[Start of Attachment]
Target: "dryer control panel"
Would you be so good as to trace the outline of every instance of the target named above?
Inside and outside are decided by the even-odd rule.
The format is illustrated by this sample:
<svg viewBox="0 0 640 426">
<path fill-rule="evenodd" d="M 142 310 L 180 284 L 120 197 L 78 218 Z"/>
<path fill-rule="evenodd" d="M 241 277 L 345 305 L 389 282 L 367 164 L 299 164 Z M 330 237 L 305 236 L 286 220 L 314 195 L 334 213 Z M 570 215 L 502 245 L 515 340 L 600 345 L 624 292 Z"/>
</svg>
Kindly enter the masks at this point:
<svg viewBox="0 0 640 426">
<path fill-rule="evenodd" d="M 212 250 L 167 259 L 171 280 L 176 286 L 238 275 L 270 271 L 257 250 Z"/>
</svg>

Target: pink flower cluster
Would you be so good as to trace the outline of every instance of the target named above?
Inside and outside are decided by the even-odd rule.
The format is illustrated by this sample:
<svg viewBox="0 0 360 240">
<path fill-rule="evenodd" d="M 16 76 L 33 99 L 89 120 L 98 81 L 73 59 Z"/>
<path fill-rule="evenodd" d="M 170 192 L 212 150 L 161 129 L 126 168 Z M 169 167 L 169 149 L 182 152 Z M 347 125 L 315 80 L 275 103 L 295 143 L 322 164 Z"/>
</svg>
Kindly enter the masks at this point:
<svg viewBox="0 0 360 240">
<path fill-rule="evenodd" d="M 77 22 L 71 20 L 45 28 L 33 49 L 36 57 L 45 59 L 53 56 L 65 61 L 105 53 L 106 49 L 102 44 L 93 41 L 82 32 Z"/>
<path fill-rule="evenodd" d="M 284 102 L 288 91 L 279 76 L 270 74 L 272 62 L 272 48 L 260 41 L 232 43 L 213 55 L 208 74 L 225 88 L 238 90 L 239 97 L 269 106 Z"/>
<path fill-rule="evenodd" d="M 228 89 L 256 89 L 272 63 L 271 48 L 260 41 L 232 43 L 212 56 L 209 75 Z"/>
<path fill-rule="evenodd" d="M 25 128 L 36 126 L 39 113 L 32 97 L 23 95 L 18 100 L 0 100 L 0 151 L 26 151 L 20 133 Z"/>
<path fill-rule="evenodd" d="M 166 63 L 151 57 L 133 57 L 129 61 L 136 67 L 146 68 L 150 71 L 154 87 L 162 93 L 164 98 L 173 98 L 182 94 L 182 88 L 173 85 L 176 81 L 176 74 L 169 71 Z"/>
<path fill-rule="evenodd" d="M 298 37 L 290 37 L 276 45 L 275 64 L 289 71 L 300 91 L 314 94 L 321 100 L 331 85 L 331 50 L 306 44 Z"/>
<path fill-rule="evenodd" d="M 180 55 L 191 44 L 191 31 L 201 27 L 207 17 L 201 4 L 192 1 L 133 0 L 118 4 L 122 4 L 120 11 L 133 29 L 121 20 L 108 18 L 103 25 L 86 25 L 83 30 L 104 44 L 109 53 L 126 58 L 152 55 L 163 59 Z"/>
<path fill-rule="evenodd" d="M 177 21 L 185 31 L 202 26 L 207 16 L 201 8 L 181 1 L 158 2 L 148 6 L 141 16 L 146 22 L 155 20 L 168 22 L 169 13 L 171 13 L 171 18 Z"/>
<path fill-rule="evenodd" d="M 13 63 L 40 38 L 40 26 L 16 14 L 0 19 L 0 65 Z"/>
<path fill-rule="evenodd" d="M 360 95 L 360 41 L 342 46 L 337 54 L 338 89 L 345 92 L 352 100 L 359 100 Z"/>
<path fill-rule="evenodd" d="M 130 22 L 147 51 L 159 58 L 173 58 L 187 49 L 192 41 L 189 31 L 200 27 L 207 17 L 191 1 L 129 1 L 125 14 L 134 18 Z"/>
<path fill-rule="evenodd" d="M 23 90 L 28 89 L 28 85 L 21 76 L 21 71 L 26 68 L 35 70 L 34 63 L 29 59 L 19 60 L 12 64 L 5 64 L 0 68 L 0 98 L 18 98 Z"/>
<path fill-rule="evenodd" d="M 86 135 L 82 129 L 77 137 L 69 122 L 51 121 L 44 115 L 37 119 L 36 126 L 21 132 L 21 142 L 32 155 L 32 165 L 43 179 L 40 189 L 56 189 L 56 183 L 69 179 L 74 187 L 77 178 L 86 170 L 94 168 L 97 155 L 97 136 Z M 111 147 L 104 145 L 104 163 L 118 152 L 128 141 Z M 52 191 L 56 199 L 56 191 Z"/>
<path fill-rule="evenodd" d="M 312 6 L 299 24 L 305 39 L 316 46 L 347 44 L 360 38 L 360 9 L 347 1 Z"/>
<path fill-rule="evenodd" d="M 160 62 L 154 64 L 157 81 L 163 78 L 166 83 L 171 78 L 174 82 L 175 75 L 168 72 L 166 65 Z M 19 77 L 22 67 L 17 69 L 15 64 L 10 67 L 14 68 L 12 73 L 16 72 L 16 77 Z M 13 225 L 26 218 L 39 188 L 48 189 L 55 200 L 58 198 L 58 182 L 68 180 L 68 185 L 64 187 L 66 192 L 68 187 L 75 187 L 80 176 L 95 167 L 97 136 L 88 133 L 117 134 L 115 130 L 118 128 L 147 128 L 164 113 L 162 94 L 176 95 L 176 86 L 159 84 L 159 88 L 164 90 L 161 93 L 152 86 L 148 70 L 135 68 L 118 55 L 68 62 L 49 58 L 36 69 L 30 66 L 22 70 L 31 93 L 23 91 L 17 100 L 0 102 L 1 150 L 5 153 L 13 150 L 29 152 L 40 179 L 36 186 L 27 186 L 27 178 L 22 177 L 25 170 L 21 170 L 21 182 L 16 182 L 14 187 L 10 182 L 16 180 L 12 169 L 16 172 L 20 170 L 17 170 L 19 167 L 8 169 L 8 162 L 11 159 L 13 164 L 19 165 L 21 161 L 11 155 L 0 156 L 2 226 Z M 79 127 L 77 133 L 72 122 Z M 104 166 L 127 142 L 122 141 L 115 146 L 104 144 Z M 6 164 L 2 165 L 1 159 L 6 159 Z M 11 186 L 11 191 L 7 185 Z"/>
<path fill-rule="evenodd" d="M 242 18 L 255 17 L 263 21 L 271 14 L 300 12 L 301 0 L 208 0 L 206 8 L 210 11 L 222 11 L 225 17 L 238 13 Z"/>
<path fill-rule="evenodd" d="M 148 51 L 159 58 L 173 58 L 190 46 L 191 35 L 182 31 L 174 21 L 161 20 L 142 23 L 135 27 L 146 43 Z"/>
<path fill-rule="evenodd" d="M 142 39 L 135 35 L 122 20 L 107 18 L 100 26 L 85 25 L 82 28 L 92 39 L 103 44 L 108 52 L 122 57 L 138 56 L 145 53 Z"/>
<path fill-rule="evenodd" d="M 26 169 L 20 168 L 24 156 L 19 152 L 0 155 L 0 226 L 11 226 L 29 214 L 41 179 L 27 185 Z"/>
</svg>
[End of Attachment]
Every record above is to be copied exactly.

## [Solution to this task]
Target: "dryer control panel"
Would you be so good as to trace the outline of every instance of the target named above?
Inside and outside are decided by the even-odd rule.
The format is illustrated by this sample:
<svg viewBox="0 0 640 426">
<path fill-rule="evenodd" d="M 142 310 L 180 284 L 120 197 L 78 218 Z"/>
<path fill-rule="evenodd" d="M 241 277 L 345 305 L 389 282 L 367 164 L 299 164 Z M 330 237 L 305 236 L 286 220 L 314 195 L 334 213 Z M 570 215 L 502 245 L 515 340 L 600 345 L 624 292 Z"/>
</svg>
Kindly enter the masks at this point:
<svg viewBox="0 0 640 426">
<path fill-rule="evenodd" d="M 212 250 L 167 259 L 171 280 L 176 286 L 238 275 L 270 271 L 257 250 Z"/>
</svg>

Target: pink flower cluster
Would you be so good as to trace the outline of every instance of the target named above?
Inside and outside are decided by the even-odd rule.
The format is illustrated by this sample:
<svg viewBox="0 0 360 240">
<path fill-rule="evenodd" d="M 16 76 L 33 99 L 89 120 L 98 81 L 73 59 Z"/>
<path fill-rule="evenodd" d="M 170 192 L 212 150 L 161 129 L 126 168 Z M 169 167 L 169 149 L 182 152 Z M 347 125 L 315 80 L 275 103 L 295 143 L 322 164 Z"/>
</svg>
Kindly enter the masks at this point:
<svg viewBox="0 0 360 240">
<path fill-rule="evenodd" d="M 77 22 L 71 20 L 45 28 L 33 49 L 36 57 L 45 59 L 53 56 L 65 61 L 105 53 L 106 49 L 102 44 L 93 41 L 82 32 Z"/>
<path fill-rule="evenodd" d="M 284 102 L 288 91 L 279 76 L 270 74 L 272 62 L 272 48 L 260 41 L 232 43 L 213 55 L 208 74 L 225 88 L 238 90 L 239 97 L 269 106 Z"/>
<path fill-rule="evenodd" d="M 228 89 L 256 89 L 272 63 L 271 48 L 260 41 L 232 43 L 212 56 L 209 75 Z"/>
<path fill-rule="evenodd" d="M 25 128 L 36 126 L 39 113 L 32 97 L 23 95 L 18 100 L 0 100 L 0 151 L 26 151 L 20 133 Z"/>
<path fill-rule="evenodd" d="M 166 63 L 151 57 L 133 57 L 129 61 L 136 67 L 146 68 L 150 71 L 154 87 L 162 93 L 164 98 L 173 98 L 182 94 L 182 88 L 173 85 L 176 81 L 176 74 L 169 71 Z"/>
<path fill-rule="evenodd" d="M 298 37 L 290 37 L 276 45 L 275 64 L 289 71 L 300 91 L 314 94 L 321 100 L 331 85 L 331 50 L 306 44 Z"/>
<path fill-rule="evenodd" d="M 180 55 L 191 44 L 191 31 L 201 27 L 207 17 L 201 4 L 192 1 L 133 0 L 118 4 L 122 4 L 120 11 L 133 29 L 121 20 L 108 18 L 103 25 L 86 25 L 83 30 L 104 44 L 109 53 L 126 58 L 152 55 L 163 59 Z"/>
<path fill-rule="evenodd" d="M 177 21 L 185 31 L 202 26 L 207 16 L 201 8 L 181 1 L 158 2 L 148 6 L 141 16 L 146 22 L 155 20 L 168 22 L 169 13 L 171 13 L 171 18 Z"/>
<path fill-rule="evenodd" d="M 13 63 L 40 38 L 40 26 L 16 14 L 0 19 L 0 65 Z"/>
<path fill-rule="evenodd" d="M 360 95 L 360 41 L 342 46 L 337 54 L 338 89 L 345 92 L 352 100 L 359 100 Z"/>
<path fill-rule="evenodd" d="M 130 22 L 147 51 L 159 58 L 173 58 L 187 49 L 192 41 L 189 31 L 200 27 L 207 17 L 191 1 L 129 1 L 125 14 L 134 18 Z"/>
<path fill-rule="evenodd" d="M 23 90 L 28 89 L 28 85 L 21 76 L 21 71 L 26 68 L 35 70 L 34 63 L 29 59 L 19 60 L 12 64 L 5 64 L 0 68 L 0 98 L 18 98 Z"/>
<path fill-rule="evenodd" d="M 86 135 L 82 129 L 77 137 L 69 122 L 51 121 L 44 115 L 37 119 L 36 126 L 21 132 L 21 142 L 32 155 L 32 165 L 43 179 L 40 189 L 56 189 L 56 183 L 69 179 L 74 187 L 77 178 L 86 170 L 94 168 L 97 155 L 97 136 Z M 111 147 L 104 145 L 104 163 L 118 152 L 128 141 Z M 52 191 L 56 199 L 56 191 Z"/>
<path fill-rule="evenodd" d="M 312 6 L 299 24 L 305 39 L 316 46 L 347 44 L 360 38 L 360 9 L 347 1 Z"/>
<path fill-rule="evenodd" d="M 160 62 L 154 64 L 157 81 L 163 78 L 166 83 L 171 78 L 174 82 L 175 75 L 168 72 L 166 65 Z M 19 77 L 22 67 L 17 69 L 15 64 L 10 67 L 14 68 L 12 73 L 16 72 L 16 77 Z M 13 225 L 26 218 L 39 188 L 48 189 L 55 200 L 58 198 L 58 182 L 68 180 L 68 185 L 64 187 L 66 192 L 68 187 L 75 187 L 80 176 L 95 167 L 97 136 L 88 133 L 117 134 L 115 130 L 118 128 L 147 128 L 164 113 L 162 94 L 176 95 L 176 86 L 159 84 L 159 88 L 164 90 L 161 93 L 152 86 L 148 70 L 135 68 L 118 55 L 68 62 L 49 58 L 36 69 L 30 66 L 22 70 L 31 93 L 23 91 L 17 100 L 0 102 L 1 150 L 5 153 L 13 150 L 29 152 L 40 179 L 36 186 L 27 186 L 27 178 L 22 177 L 25 170 L 21 170 L 21 182 L 16 182 L 14 187 L 10 182 L 16 180 L 12 169 L 16 172 L 20 170 L 17 170 L 19 167 L 8 169 L 8 162 L 11 159 L 13 164 L 19 165 L 21 161 L 11 155 L 0 156 L 2 226 Z M 79 127 L 77 133 L 72 122 Z M 104 166 L 127 142 L 122 141 L 115 146 L 104 144 Z M 6 164 L 2 165 L 1 159 L 6 159 Z M 11 186 L 11 191 L 7 185 Z"/>
<path fill-rule="evenodd" d="M 242 18 L 255 17 L 263 21 L 271 14 L 300 12 L 301 0 L 208 0 L 206 8 L 210 11 L 222 11 L 225 17 L 238 13 Z"/>
<path fill-rule="evenodd" d="M 148 51 L 159 58 L 173 58 L 190 46 L 191 35 L 182 31 L 174 21 L 161 20 L 142 23 L 135 27 L 146 43 Z"/>
<path fill-rule="evenodd" d="M 142 39 L 135 35 L 122 20 L 107 18 L 100 26 L 85 25 L 82 28 L 92 39 L 103 44 L 108 52 L 122 57 L 138 56 L 145 53 Z"/>
<path fill-rule="evenodd" d="M 26 169 L 20 168 L 24 156 L 19 152 L 0 155 L 0 226 L 11 226 L 29 214 L 41 179 L 27 185 Z"/>
</svg>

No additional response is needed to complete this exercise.